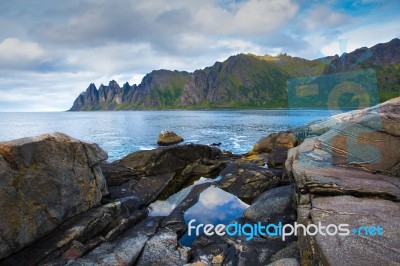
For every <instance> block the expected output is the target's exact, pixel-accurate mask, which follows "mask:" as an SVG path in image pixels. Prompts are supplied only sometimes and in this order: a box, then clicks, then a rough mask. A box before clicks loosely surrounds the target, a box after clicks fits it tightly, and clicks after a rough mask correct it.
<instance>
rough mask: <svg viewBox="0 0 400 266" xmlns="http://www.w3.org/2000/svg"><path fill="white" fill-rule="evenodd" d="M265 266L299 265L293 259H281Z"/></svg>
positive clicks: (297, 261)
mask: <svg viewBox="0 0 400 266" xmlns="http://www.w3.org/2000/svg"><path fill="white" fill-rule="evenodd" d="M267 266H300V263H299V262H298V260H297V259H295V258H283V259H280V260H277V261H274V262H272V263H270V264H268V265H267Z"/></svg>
* * * *
WHAT IS BEING ASKED - If a line in the records above contains the word "instance", copy it.

RESPONSE -
For every <instance> block the expected output is the target's exact, pixel-accurate mask, which follows "mask:" as an SVG path in image pixels. Prompts are supplied only sometimes and in this order: a box, then clicks, then a rough mask. A box before clicks loosely surrounds the target, a box after clicks fits it tightly, and clicks after a rough mask correct it.
<instance>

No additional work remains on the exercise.